YANG DIPERLUKAN: Tulis ulang tanpa perubahan bagian catatan di bawah, dari baris yang memuat "utility pole is" sampai dengan baris yang memuat "[261,180,275,195]", termasuk kedua baris itu.

CATATAN LATIHAN INI:
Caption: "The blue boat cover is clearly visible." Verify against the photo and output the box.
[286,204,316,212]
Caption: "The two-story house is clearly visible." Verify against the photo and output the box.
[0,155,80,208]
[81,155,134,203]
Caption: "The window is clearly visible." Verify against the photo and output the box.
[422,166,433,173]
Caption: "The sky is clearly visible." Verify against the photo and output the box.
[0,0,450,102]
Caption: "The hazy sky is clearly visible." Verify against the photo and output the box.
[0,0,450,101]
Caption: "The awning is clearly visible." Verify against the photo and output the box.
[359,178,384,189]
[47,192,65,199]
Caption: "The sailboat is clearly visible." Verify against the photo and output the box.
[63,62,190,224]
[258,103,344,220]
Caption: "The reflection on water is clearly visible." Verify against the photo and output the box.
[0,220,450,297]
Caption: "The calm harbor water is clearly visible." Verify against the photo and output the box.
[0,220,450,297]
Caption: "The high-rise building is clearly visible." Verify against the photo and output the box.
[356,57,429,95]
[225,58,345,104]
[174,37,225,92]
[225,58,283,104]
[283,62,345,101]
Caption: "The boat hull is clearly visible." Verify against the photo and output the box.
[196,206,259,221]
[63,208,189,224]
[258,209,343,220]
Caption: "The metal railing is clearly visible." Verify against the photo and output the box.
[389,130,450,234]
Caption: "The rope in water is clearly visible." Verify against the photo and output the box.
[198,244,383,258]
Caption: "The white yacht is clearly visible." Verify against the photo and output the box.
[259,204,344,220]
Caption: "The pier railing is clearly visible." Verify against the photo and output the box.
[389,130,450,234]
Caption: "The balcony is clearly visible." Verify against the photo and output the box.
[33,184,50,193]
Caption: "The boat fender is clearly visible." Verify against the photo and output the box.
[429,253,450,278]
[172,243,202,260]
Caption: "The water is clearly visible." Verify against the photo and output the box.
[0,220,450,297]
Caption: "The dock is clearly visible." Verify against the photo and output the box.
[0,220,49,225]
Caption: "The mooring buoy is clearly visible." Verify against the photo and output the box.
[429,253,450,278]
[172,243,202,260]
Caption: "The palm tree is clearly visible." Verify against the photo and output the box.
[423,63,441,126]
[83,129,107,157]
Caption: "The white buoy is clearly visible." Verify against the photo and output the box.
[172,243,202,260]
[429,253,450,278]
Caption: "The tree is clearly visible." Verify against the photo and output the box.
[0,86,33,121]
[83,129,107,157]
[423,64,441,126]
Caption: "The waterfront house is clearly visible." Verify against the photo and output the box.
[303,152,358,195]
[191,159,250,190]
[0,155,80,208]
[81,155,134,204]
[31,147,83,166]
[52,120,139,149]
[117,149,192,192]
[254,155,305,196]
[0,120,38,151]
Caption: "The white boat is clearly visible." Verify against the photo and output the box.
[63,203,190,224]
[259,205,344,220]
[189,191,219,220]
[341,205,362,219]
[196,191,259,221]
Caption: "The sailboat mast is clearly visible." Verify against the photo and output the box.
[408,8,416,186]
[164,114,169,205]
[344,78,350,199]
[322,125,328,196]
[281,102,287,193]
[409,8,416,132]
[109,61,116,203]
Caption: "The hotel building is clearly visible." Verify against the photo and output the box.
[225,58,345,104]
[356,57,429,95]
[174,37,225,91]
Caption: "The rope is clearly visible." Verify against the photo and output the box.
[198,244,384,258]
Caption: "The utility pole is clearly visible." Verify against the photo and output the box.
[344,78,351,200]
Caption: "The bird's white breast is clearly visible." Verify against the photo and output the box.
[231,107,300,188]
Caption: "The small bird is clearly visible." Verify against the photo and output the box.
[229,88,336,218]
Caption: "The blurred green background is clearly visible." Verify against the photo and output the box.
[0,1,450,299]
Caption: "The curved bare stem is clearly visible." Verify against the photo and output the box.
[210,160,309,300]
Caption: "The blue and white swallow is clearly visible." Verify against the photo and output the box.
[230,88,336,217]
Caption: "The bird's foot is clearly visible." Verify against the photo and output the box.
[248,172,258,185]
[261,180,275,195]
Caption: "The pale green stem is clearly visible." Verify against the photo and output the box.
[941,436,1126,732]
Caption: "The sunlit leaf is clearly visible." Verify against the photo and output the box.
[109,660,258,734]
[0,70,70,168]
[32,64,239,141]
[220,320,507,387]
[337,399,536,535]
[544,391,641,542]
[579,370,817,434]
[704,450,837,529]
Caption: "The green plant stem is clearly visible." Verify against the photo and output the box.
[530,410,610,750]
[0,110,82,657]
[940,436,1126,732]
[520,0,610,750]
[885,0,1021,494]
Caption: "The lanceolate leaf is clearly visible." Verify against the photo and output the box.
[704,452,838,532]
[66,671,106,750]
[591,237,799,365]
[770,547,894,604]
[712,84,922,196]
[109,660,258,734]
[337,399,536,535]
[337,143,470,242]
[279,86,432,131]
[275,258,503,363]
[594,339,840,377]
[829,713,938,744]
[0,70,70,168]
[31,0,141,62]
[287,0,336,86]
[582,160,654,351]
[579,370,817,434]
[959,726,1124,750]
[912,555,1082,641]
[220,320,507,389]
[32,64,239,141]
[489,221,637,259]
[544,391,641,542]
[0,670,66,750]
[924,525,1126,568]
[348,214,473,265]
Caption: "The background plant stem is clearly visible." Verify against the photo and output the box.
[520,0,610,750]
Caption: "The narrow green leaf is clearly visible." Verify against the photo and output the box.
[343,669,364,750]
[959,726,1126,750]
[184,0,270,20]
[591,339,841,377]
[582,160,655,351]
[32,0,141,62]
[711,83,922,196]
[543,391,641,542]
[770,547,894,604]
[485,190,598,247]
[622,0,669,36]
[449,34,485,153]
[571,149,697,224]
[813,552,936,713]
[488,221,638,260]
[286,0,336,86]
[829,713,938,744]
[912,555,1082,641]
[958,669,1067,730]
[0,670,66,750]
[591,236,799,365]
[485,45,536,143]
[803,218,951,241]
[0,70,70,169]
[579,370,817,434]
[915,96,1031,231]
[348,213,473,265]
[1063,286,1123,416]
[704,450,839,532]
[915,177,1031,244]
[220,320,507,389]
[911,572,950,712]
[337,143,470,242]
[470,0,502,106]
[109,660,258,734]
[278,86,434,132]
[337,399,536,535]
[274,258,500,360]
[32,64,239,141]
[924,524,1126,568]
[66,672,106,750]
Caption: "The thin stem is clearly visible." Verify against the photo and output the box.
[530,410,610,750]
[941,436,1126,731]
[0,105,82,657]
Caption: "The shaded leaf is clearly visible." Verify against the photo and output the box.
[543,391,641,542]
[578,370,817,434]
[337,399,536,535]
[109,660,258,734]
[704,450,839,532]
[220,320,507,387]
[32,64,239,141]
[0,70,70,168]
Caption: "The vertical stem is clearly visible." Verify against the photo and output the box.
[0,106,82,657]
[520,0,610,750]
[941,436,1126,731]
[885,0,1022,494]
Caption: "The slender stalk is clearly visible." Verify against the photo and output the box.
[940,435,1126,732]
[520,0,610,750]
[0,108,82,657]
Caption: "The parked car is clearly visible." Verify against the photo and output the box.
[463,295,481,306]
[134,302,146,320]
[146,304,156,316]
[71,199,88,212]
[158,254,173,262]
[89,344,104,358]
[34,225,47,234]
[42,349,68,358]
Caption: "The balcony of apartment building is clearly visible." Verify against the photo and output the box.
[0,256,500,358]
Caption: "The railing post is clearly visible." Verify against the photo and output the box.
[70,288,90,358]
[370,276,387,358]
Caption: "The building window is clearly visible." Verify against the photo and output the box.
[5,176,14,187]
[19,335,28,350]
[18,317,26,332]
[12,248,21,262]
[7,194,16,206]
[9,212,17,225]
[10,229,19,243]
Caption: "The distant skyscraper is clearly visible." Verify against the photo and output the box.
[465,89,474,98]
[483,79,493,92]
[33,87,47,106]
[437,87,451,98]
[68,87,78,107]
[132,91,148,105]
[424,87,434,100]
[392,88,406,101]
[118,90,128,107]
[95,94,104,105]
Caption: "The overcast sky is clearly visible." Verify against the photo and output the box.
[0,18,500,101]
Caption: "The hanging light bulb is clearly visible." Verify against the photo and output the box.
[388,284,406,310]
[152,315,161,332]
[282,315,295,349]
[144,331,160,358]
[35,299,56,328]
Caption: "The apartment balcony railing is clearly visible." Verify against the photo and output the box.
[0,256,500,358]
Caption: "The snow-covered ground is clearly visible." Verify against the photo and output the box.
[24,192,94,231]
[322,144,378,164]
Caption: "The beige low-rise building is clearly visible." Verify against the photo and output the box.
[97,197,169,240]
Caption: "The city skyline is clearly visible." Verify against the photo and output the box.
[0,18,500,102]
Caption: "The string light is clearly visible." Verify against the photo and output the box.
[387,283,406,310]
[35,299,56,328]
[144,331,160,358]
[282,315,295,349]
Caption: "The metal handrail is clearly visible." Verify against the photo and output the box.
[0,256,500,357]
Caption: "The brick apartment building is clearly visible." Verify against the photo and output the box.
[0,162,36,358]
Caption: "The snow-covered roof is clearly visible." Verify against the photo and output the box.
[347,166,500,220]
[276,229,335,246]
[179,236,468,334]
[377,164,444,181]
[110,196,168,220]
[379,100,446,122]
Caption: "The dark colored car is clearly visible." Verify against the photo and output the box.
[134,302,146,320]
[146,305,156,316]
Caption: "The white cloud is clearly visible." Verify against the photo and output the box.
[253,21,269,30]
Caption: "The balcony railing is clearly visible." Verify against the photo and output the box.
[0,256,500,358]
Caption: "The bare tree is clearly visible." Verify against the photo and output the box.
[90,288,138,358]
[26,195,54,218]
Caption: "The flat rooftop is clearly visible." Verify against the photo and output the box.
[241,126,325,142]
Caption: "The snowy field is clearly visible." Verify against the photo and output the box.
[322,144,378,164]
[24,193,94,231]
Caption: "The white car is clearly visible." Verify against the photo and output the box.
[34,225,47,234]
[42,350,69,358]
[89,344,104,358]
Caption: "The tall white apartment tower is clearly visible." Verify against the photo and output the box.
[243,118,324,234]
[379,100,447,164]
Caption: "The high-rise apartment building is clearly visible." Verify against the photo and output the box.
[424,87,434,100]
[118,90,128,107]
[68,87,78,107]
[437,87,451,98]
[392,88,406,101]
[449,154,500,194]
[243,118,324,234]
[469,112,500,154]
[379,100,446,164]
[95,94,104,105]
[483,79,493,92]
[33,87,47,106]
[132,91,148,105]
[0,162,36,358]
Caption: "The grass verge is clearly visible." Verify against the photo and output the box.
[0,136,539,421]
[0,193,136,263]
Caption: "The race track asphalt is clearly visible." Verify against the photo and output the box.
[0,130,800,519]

JAWABAN AKHIR:
Caption: "The utility pole is clearly visible." Verify against the photo and output the box.
[344,78,351,200]
Caption: "The bird's white breast is clearly visible." Verify against the photo and output the box.
[231,107,300,188]
Caption: "The small bird is clearly visible." Verify against the photo and output the box.
[229,88,336,218]
Caption: "The blurred green background is clearly visible." Verify against the photo and output the box.
[0,1,450,299]
Caption: "The curved bare stem is clearly visible." Verify against the photo and output the box.
[210,160,309,300]
Caption: "The blue and white swallow is clearly visible." Verify against the photo and output the box.
[230,88,336,217]
Caption: "The bird's foot is clearly visible." Verify against the photo and output the box.
[248,172,258,185]
[261,180,275,195]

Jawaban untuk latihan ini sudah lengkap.